§ **Instructions for the task**: Replace "picture's border" with "image's border" throughout the entries below and reproduce them with no other changes. Leave the pictures out of your answer.

::: Material shown

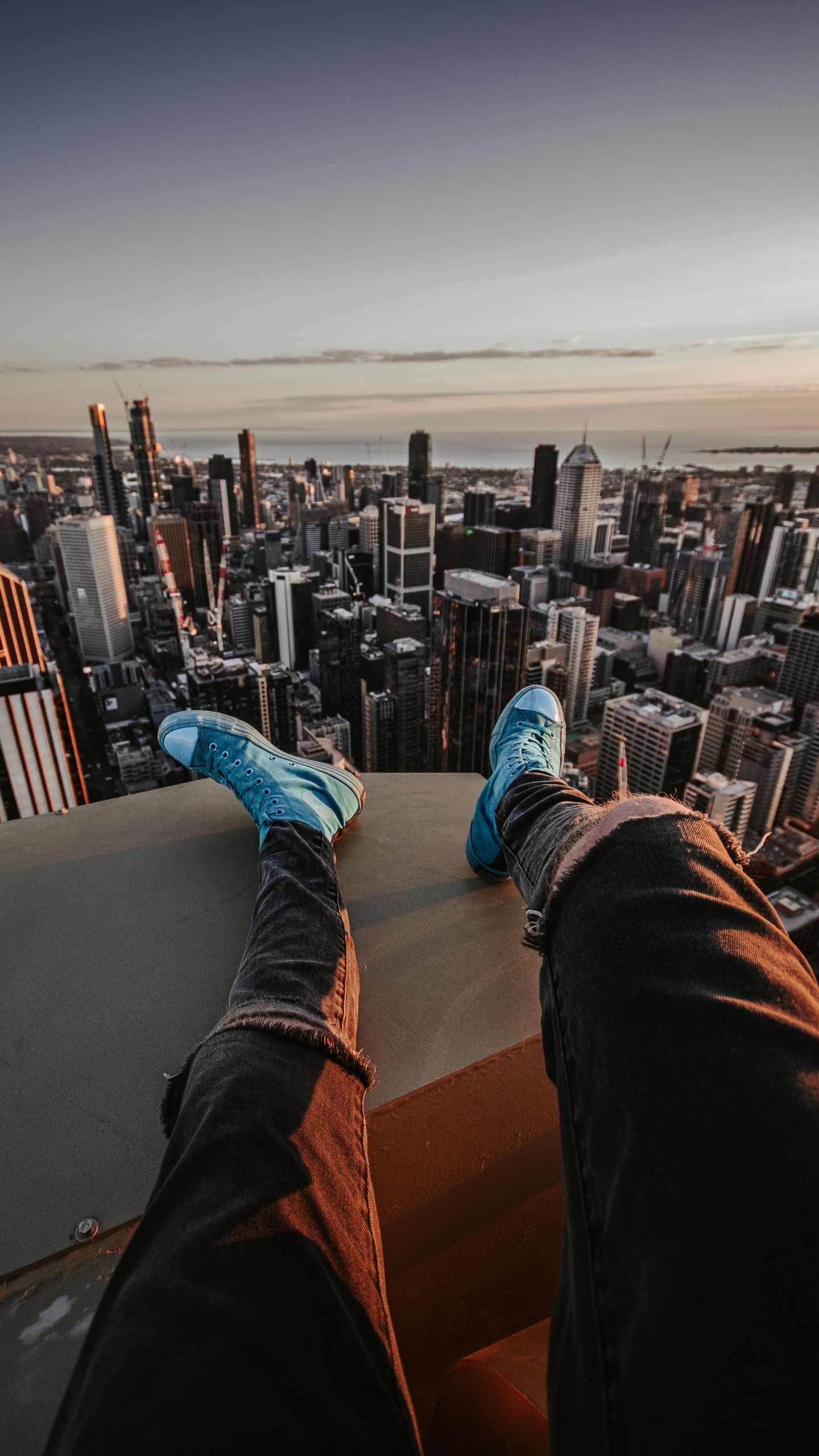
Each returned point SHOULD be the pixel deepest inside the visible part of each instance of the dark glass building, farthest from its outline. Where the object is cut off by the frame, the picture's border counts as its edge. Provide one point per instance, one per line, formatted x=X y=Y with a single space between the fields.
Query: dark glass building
x=341 y=672
x=478 y=663
x=420 y=456
x=544 y=487
x=107 y=478
x=250 y=478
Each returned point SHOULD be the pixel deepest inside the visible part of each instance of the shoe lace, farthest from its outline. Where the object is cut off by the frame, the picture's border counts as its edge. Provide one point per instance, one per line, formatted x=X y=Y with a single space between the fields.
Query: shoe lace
x=537 y=743
x=241 y=779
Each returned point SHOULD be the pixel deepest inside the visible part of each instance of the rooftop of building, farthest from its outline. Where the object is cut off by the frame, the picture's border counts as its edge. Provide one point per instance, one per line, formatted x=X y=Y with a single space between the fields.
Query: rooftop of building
x=156 y=895
x=657 y=706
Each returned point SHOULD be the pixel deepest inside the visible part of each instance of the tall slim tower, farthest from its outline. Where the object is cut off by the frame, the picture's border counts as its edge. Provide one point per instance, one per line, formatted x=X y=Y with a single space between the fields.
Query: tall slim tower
x=250 y=479
x=478 y=661
x=576 y=504
x=97 y=589
x=40 y=762
x=144 y=450
x=420 y=456
x=544 y=488
x=107 y=478
x=579 y=632
x=407 y=545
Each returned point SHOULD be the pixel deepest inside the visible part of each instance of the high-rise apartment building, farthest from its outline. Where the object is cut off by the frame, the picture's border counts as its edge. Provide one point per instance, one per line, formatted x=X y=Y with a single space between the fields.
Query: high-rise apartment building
x=577 y=631
x=599 y=581
x=478 y=506
x=544 y=488
x=40 y=768
x=493 y=549
x=576 y=504
x=763 y=519
x=174 y=531
x=340 y=641
x=730 y=723
x=766 y=762
x=40 y=762
x=407 y=552
x=540 y=547
x=478 y=661
x=107 y=478
x=250 y=478
x=725 y=801
x=205 y=532
x=404 y=667
x=97 y=589
x=146 y=456
x=662 y=743
x=420 y=456
x=292 y=617
x=800 y=672
x=379 y=733
x=222 y=490
x=647 y=523
x=697 y=583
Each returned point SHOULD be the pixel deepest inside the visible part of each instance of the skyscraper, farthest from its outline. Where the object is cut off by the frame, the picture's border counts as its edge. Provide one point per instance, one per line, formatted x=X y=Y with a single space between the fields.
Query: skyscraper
x=174 y=531
x=766 y=762
x=97 y=589
x=407 y=547
x=222 y=488
x=478 y=506
x=107 y=478
x=544 y=487
x=250 y=478
x=478 y=661
x=725 y=801
x=662 y=742
x=730 y=723
x=647 y=524
x=763 y=519
x=576 y=504
x=579 y=632
x=340 y=672
x=205 y=529
x=144 y=452
x=420 y=456
x=379 y=736
x=40 y=762
x=404 y=664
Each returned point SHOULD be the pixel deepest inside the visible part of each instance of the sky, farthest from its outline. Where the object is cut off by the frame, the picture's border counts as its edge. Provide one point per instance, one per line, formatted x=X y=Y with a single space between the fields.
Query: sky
x=348 y=219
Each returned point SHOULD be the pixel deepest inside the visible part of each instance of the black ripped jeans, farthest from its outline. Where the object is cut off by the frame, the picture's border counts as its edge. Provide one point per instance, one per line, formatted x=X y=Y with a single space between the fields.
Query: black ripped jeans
x=681 y=1027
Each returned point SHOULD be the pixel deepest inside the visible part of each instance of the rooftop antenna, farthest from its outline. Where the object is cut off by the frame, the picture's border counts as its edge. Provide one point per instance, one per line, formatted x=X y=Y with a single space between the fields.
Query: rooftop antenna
x=121 y=395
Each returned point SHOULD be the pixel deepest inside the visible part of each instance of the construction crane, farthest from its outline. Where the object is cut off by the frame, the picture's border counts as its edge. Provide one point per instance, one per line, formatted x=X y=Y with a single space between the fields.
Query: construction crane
x=184 y=627
x=216 y=614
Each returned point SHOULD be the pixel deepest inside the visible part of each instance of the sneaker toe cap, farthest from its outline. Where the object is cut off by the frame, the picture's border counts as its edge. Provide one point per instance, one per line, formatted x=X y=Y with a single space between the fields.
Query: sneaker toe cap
x=181 y=744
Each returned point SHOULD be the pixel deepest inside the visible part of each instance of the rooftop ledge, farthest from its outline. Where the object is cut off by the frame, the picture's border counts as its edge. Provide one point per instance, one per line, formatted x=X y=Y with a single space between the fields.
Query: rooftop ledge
x=125 y=925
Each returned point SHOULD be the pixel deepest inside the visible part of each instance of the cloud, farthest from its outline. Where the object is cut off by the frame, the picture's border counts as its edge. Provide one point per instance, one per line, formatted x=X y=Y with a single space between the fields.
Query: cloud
x=499 y=351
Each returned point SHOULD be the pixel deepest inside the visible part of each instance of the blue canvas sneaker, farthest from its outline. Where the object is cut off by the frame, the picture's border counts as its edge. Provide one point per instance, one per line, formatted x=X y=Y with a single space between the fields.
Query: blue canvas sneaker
x=528 y=736
x=271 y=785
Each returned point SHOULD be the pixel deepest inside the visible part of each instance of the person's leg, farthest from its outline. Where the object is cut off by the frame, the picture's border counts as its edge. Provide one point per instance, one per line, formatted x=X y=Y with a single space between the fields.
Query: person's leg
x=681 y=1027
x=248 y=1314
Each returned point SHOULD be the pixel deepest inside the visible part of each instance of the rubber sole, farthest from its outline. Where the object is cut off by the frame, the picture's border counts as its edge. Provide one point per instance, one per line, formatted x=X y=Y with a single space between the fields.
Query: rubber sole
x=241 y=730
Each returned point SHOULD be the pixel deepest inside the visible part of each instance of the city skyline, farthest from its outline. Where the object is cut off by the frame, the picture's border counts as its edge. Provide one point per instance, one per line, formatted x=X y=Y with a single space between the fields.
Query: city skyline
x=647 y=261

::::::

§ **Expected answer**:
Each returned point SHOULD be the pixel deepest inside the visible part of each instance of the dark glass building, farthest from its outline. Where the object is cut off by the frame, the image's border counts as its edge. Provide one point per instance, one per line, formatted x=X y=Y with a single space between the fields.
Query: dark glass building
x=341 y=672
x=478 y=663
x=420 y=456
x=544 y=487
x=107 y=478
x=250 y=478
Each returned point SHOULD be the pixel deepest inside the visible part of each instance of the shoe lace, farthest from its outline. Where the object is cut off by the frame, the image's border counts as its edge. Provide one point per instance, one per line, formatted x=X y=Y with a single space between the fields.
Query: shoe lace
x=537 y=743
x=241 y=779
Each returned point SHOULD be the pixel deepest inside the visible part of each instance of the rooftop of building, farthest from its outline. Where the object is cut off by the frame, the image's border counts as its edge. Provide one point per instance, one per line, formatted x=X y=Y with a single space between the fields.
Query: rooftop of building
x=156 y=895
x=657 y=706
Each returned point SHOULD be the pixel deepest inside the visible part of each instance of the tall slim tower, farthest from its outline. Where the object is cut off by the frame, the image's border counts as its edge. Provide one point per instance, one per line, formatted x=X y=Y with a single space between the fields.
Query: tall slim tower
x=250 y=479
x=478 y=661
x=576 y=504
x=97 y=589
x=40 y=762
x=144 y=450
x=420 y=456
x=544 y=488
x=107 y=478
x=579 y=632
x=407 y=545
Each returned point SHOULD be the pixel deepest inside the visible part of each instance of the high-rise apartment building, farthest from its outline. Where the object is cut off by the frame, the image's border counts as its edge. Provide one point per instance, one per line, formatted x=X y=Y with a single space between the fields.
Query: high-rise apartment building
x=577 y=631
x=599 y=581
x=478 y=506
x=544 y=488
x=40 y=768
x=493 y=549
x=576 y=504
x=763 y=519
x=174 y=531
x=340 y=641
x=730 y=723
x=766 y=762
x=40 y=762
x=407 y=552
x=540 y=547
x=478 y=661
x=107 y=478
x=250 y=478
x=725 y=801
x=205 y=532
x=404 y=667
x=97 y=589
x=146 y=456
x=662 y=743
x=420 y=456
x=292 y=617
x=800 y=672
x=379 y=733
x=222 y=490
x=647 y=523
x=697 y=583
Each returned point SHOULD be the pixel deepest inside the visible part of each instance of the skyscraper, farthest from its outline. Where the object is cut off by the frame, the image's border counts as its edge. Provide one point per instance, one per line, formatted x=X y=Y with a single space between the fields.
Query: skyscraper
x=174 y=531
x=766 y=762
x=97 y=589
x=407 y=547
x=222 y=488
x=478 y=506
x=107 y=478
x=544 y=487
x=250 y=478
x=478 y=661
x=725 y=801
x=662 y=742
x=730 y=723
x=647 y=524
x=763 y=519
x=576 y=504
x=579 y=632
x=340 y=672
x=205 y=529
x=144 y=452
x=420 y=456
x=379 y=736
x=40 y=762
x=404 y=664
Each returned point SHOULD be the pixel deepest inside the visible part of each instance of the sky, farthest from its outline. Where the object is cut off by the frame, the image's border counts as its edge. Provide one point per instance, one per line, formatted x=X y=Y with a single space between the fields.
Query: sky
x=348 y=219
Each returned point SHOULD be the pixel deepest inside the visible part of each instance of the black ripped jeans, farthest from its outline. Where the object is cut off by the frame, the image's border counts as its edge. Provide one point per instance, one per line, formatted x=X y=Y with a single space between the fields.
Query: black ripped jeans
x=681 y=1027
Each returned point SHOULD be the pixel deepest inside the visible part of each instance of the rooftop antenna, farthest from its outline. Where the object is cut off by the frame, the image's border counts as its edge. Provide one point per instance, one per line, formatted x=X y=Y with a single space between the fields.
Query: rooftop antenna
x=121 y=395
Each returned point SHOULD be the pixel deepest inside the visible part of each instance of the construction crane, farthest from its outline. Where the object is cut off by the frame, the image's border counts as its edge. Provide one point per instance, one per line, formatted x=X y=Y with a single space between the fields.
Query: construction crane
x=184 y=627
x=216 y=614
Each returned point SHOULD be the pixel deepest inside the visible part of each instance of the sneaker toe cap, farthest from its outline. Where the object is cut off by the frame, the image's border counts as its edge. Provide one point per instance, one per line, formatted x=X y=Y with a single space between the fields.
Query: sneaker toe cap
x=181 y=744
Each returned point SHOULD be the pixel deepest inside the visible part of each instance of the rooftop ledge, farthest from its outline. Where the object is cut off by the frame, the image's border counts as its edge. Provide one point per instance, one per line, formatted x=X y=Y with a single space between the fields.
Query: rooftop ledge
x=125 y=925
Each returned point SHOULD be the pixel deepest inside the visible part of each instance of the cloud, farthest from its outline. Where the object is cut off by the frame, the image's border counts as its edge. Provide one point per instance, one per line, formatted x=X y=Y with a single space between the fields.
Query: cloud
x=499 y=351
Each returned point SHOULD be the pixel deepest inside the visible part of each instance of the blue canvas sneaker, farthest from its outline. Where the object is cut off by the frame, the image's border counts as its edge. Provide one point per instance, one per line, formatted x=X y=Y with a single space between the fields.
Query: blue canvas sneaker
x=528 y=736
x=271 y=785
Each returned point SHOULD be the pixel deepest inside the visible part of each instance of the person's leg, farthest from its outline. Where the object is cut off by the frame, the image's border counts as its edge. Provide one point per instance, one per line, formatted x=X y=Y with a single space between the fields.
Query: person's leg
x=681 y=1027
x=248 y=1314
Each returned point SHOULD be the pixel deepest inside the visible part of each instance of the rubber sole, farthest from its outline. Where the object is cut off by the frame, the image's border counts as its edge. Provide one point per instance, one per line, formatted x=X y=Y with a single space between the fields.
Query: rubber sole
x=241 y=730
Each returned point SHOULD be the pixel deepest inside the visible part of each instance of the city skyline, farthest from its outline. Where the object is cut off by the frame, the image's border counts as its edge. Provide one point per instance, one per line, formatted x=X y=Y with a single space between the fields.
Query: city skyline
x=647 y=261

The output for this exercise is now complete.